- [DIRECTIONS] Extend the article on whether to sell Pfizer stock, picking up after its final sentence.

- [EXCERPTED PASSAGE]
What goes up usually comes down. That's exactly what Pfizer (PFE 0.76%) shareholders have seen in recent days.
For a brief period last week, the big pharma stock was up by a double-digit percentage for the year. It didn't last long. Pfizer's shares fell after its COVID-19 vaccine won U.S. emergency use authorization (EUA), giving up most of its year-to-date gains.
With this downward trend, should you sell Pfizer stock now? Or could is that a premature decision that you could come to regret?
There are several reasons you might consider selling Pfizer right now. Perhaps the most persuasive is that the company has reached "peak COVID," in a sense.
Pfizer and its partner BioNTech (BNTX 0.43%) achieved a huge milestone a few weeks ago by winning authorization for coronavirus vaccine BNT162b2 in the U.K. The two companies soon followed up with a victory in Canada. And, as already mentioned, the U.S. granted EUA to Pfizer's and BioNTech's COVID-19 vaccine last week.
But the moment in the sun for BNT162b2 as the only authorized coronavirus vaccine in the U.S. isn't likely to last very long. The FDA could give EUA to Moderna's vaccine, mRNA-1273, within a matter of hours. Other COVID-19 vaccines could also soon be on the way.
These rival vaccines don't have the same ultracold storage requirements that BNT162b2 has. Some could hold other advantages over Pfizer's vaccine. For example, Johnson & Johnson is evaluating a single-dose vaccine in late-stage studies.
Bernstein analyst Ronny Gal expects BNT162b2 to be the biggest winner among coronavirus vaccines in 2021, raking in more than $14 billion. However, Pfizer has to split that revenue with BioNTech. Gal projects that sales will decline in subsequent years.
Some investors hopped aboard the Pfizer train because of the potential for its coronavirus vaccine. That train could very well start to go downhill pretty quickly.
A broader perspective
There is a much more optimistic view about Pfizer's prospects in the coronavirus vaccine market, though. We don't know yet how long any of the COVID-19 vaccines provide protection against infection by the novel coronavirus. If it turns out that vaccinations will be required annually or even more frequently, Pfizer's fortunes could be better than expected.
It's also quite possible that the other coronavirus vaccines in development don't come close to matching the safety and efficacy of BNT162b2. Predictions of the decline for Pfizer's vaccine could be greatly exaggerated.

Stored items:
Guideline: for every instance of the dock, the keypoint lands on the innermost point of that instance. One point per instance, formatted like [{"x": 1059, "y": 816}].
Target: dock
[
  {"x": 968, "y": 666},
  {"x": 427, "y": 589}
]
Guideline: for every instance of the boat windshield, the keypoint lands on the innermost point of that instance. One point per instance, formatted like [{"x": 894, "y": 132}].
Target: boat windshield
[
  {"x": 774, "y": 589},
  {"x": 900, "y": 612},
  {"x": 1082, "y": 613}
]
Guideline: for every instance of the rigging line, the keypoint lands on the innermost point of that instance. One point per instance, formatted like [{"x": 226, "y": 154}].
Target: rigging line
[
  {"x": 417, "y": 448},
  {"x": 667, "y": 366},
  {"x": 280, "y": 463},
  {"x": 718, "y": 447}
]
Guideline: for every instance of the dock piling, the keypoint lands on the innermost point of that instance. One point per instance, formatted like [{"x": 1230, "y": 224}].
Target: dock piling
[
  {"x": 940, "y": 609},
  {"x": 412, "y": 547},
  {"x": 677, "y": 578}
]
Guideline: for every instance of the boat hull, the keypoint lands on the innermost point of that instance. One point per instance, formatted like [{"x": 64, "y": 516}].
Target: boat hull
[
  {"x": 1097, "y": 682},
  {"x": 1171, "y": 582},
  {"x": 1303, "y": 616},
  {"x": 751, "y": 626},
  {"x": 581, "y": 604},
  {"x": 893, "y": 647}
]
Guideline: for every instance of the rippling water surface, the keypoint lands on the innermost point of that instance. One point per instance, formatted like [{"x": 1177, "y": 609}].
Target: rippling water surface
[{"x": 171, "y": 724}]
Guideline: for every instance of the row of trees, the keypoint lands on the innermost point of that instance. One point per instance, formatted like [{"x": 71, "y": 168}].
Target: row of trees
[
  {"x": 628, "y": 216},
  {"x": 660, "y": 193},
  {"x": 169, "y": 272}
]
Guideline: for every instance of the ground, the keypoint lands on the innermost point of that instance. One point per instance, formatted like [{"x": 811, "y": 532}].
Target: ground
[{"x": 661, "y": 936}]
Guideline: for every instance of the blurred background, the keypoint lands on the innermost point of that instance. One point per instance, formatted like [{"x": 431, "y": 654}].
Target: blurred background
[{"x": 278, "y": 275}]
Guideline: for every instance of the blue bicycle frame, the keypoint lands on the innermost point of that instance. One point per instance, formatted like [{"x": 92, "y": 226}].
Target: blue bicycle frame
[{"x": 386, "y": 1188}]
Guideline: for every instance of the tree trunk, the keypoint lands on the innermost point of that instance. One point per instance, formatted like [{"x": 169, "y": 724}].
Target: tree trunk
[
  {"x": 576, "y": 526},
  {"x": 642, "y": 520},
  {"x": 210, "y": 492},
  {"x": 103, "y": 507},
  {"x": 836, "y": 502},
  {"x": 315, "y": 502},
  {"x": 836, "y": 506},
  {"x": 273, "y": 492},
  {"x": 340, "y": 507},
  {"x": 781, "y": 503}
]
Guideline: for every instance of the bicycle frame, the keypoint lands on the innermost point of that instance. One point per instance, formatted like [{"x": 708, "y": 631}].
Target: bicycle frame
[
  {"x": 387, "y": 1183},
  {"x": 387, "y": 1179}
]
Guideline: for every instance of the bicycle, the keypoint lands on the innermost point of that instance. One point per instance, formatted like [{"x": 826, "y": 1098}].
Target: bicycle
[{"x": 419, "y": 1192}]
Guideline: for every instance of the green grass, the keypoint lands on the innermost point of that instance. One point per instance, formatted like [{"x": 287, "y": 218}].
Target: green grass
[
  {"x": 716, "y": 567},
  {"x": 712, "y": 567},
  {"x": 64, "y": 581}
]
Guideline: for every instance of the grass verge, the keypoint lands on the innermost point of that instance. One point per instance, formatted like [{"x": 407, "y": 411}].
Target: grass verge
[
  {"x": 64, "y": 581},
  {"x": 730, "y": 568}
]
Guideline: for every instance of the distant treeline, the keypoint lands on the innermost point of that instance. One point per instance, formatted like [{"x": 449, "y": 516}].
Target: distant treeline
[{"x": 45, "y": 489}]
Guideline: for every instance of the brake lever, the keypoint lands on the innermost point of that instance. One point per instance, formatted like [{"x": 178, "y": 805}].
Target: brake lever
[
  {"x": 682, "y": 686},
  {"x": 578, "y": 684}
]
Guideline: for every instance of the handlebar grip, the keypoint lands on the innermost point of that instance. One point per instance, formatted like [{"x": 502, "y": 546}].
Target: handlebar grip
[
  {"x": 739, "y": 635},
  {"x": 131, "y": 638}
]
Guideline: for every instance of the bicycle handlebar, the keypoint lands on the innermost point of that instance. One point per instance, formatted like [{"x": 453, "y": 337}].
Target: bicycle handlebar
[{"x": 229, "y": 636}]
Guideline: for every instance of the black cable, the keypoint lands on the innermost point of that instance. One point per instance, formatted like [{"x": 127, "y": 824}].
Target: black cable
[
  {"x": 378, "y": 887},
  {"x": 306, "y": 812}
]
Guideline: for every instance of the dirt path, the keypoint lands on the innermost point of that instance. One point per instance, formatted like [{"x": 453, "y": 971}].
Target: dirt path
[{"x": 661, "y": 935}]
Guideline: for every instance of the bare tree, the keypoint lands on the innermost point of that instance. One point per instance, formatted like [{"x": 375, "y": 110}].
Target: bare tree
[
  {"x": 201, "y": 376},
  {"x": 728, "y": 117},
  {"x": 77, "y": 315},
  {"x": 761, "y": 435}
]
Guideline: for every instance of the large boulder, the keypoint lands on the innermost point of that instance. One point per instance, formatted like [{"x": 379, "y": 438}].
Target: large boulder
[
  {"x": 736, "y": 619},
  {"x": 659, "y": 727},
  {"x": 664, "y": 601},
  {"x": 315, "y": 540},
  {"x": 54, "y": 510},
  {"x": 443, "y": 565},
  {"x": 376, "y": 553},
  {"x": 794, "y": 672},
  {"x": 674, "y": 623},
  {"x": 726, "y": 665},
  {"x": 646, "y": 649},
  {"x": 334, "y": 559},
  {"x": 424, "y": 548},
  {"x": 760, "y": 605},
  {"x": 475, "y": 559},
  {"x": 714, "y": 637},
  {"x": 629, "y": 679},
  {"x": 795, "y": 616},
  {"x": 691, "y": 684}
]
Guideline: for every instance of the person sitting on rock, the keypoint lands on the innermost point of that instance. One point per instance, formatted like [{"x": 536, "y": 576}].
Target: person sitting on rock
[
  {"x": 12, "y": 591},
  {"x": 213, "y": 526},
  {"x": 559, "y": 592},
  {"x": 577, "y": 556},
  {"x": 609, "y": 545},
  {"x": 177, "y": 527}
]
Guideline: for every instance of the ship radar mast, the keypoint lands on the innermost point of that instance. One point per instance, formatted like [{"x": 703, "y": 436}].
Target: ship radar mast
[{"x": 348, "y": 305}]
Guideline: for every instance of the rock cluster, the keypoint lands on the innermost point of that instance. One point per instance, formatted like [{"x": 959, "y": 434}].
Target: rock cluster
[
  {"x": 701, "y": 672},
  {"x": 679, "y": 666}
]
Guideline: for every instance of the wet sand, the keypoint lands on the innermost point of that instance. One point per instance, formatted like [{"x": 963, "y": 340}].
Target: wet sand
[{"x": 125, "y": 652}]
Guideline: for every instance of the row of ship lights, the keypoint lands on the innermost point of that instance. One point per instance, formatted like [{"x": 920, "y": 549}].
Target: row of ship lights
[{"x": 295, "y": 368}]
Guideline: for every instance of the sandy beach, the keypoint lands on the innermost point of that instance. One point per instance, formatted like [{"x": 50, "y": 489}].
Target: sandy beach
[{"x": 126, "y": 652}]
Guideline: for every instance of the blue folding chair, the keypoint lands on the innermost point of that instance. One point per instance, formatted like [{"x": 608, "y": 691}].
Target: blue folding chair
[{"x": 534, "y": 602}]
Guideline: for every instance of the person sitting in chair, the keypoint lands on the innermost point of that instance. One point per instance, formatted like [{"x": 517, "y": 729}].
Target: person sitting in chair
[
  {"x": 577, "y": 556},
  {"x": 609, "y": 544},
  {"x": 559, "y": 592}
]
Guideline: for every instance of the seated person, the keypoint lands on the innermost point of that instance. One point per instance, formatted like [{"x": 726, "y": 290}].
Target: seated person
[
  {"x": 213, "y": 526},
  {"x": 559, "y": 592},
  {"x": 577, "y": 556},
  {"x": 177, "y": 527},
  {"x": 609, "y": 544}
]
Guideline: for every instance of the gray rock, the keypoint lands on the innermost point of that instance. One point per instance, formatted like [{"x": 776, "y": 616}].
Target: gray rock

- [RESPONSE BELOW]
More importantly, Pfizer has a lot more going for it than just BNT162b2. The company's growth prospects look better than they have in years now that Upjohn has been spun off and merged with Mylan into a new entity, Viatris.
Pfizer's lineup includes products that should deliver solid revenue growth. Blood thinner Eliquis, autoimmune disease drug Xeljanz, and Vyndaqel, which is approved for treating a type of heart failure caused by a rare genetic disease, especially stand out. The company's pipeline is also loaded with potential winners.
A few numbers to consider
In the company's Q3 conference call, Pfizer CEO Albert Bourla reaffirmed that the drugmaker expects a five-year compound annual growth rate (CAGR) for revenue of at least 6% on a risk-adjusted basis and for adjusted earnings per share (EPS) of around 10%.
The key words to note there are "risk-adjusted basis." Pfizer isn't banking on all of its pipeline candidates achieving their revenue targets. Actually, Bourla stated that the company only needs around 40% of its non-risk-adjusted projected pipeline revenue to hit its CAGR goal.
Importantly, those projections don't include any potential revenue from BNT162b2. They also don't factor in the possibility of additional growth fueled by future deals.
If you hold onto your Pfizer stock, you could see 10% adjusted EPS growth that could be even higher with success for the company's COVID-19 vaccine. You'll also receive solid dividends to boot.
Are there stocks that can deliver stronger growth than Pfizer? Absolutely. But my view is that Pfizer gives investors a really good shot at obtaining market-beating total returns this decade. You could sell the stock now, but I suspect that you'll regret that you did down the road.